- **Problem to solve**
Could you return the part of the note about PROMIS starting with "It seemed to" and going on through "not the patient.", word for word?

- **Source passage**
(Written by a father whose daughter went through treatment at PROMIS and who asked that this piece be made available for future family members to read.)
“This note was prepared a few weeks after our daughter had left PROMIS after six weeks of in-patient care and its intention is to offer parents, relations or friends of new patients some reassurance.
Our daughter was admitted to PROMIS after having suffered from anorexia for three years. Before that she was depressed and had experienced other difficulties. During this period she was seen by an educational psychologist, an experienced cognitive therapist, her GP, a consultant psychiatrist, different counsellors and therapists under the auspices of the psychiatrist, another psychotherapist, a homeopath and a hypnotherapist. As parents, we read as much as we could about the illness; trundled along to family therapy sessions; made efforts to contact other parents in a similar position as ourselves; and tried, and sometimes failed, to keep ourselves sane whilst our world was collapsing around us. We hesitated for a long time about ‘clinics’, as we had heard of horror stories and certainly did not wish to compound our existing guilt by making any more ‘mistakes’.
Then, by a series of coincidences, we learned of PROMIS, took a deep breath and plunged in. If someone you love has been admitted to PROMIS then you will probably have experienced exactly the same spectrum of feelings and emotions as we have. It is hell on earth and the despair is not easily conveyed to one’s friends and less immediate relations.
And when your loved one is admitted there is the acute anxiety as to whether you have done the right thing. Should they be there at all? Perhaps we could have tried another therapist? Is this the best clinic? Do these people really know what they are doing? Wouldn’t it be better to separate anorexics from drug addicts and alcoholics from gamblers?
It was after attending a couple of Robert’s Sunday lunchtime lectures that we began to understand what had been going on in our daughter’s mind. I could not begin to add up the hours we spent trying to fathom the unfathomable and finally here was a man who explained the process logically, in plain English and with humanity.
It seemed to us that patients are treated with kindness and dignity. I am certain that there are, and always will be, difficult moments and that patients may feel that some of these could have been handled differently. In that context we have not encountered any ‘medical arrogance’, the staff listen to you and are keen to receive feedback so as to further refine the programme. We have learned also that these disorders do not ‘go quietly’ and that if you do receive a distressing cry for help from your loved one, it is likely to be from the illness and not the patient.
We can only write from our experience but we found the in-patient clinic in Kent to be a good place, a safe place and one that offers both patients and their families a way out of hell. And they try to do it with a light touch.
Trust them. And do the Family Workshop!”

- **Record excerpts**

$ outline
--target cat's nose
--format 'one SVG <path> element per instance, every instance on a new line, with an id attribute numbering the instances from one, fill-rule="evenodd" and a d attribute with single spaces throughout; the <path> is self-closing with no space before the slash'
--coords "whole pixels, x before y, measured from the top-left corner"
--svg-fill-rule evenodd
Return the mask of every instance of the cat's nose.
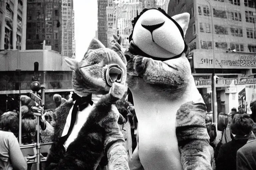
<path id="1" fill-rule="evenodd" d="M 164 22 L 164 20 L 160 17 L 147 18 L 142 19 L 141 26 L 152 33 L 154 30 L 163 26 Z"/>

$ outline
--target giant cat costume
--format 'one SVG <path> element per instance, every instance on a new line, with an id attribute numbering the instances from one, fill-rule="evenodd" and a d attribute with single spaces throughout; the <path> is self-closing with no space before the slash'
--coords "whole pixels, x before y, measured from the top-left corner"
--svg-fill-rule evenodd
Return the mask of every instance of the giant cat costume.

- **Task result**
It seemed to us that patients are treated with kindness and dignity. I am certain that there are, and always will be, difficult moments and that patients may feel that some of these could have been handled differently. In that context we have not encountered any ‘medical arrogance’, the staff listen to you and are keen to receive feedback so as to further refine the programme. We have learned also that these disorders do not ‘go quietly’ and that if you do receive a distressing cry for help from your loved one, it is likely to be from the illness and not the patient.